Items from a data source:
* * *
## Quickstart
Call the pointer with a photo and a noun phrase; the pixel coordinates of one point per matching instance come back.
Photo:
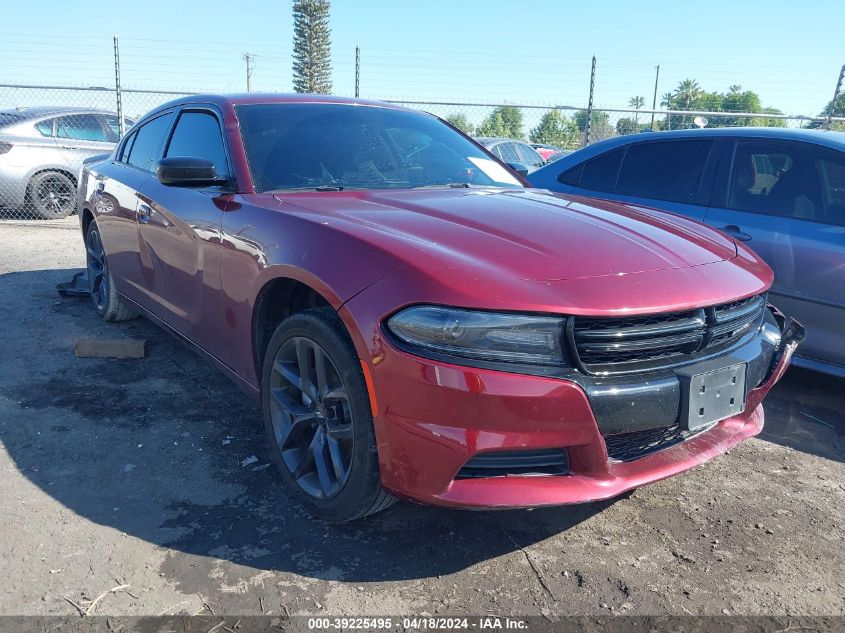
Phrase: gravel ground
(132, 473)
* * *
ASSIGNED TASK: Copy out the entries verbatim, but skip every picture.

PROBLEM SOLUTION:
## Quickstart
Call the pointer with a photo and a noun phrase; the pixel coordinates of one point per matching instance come back.
Photo:
Phrase: gravel ground
(132, 473)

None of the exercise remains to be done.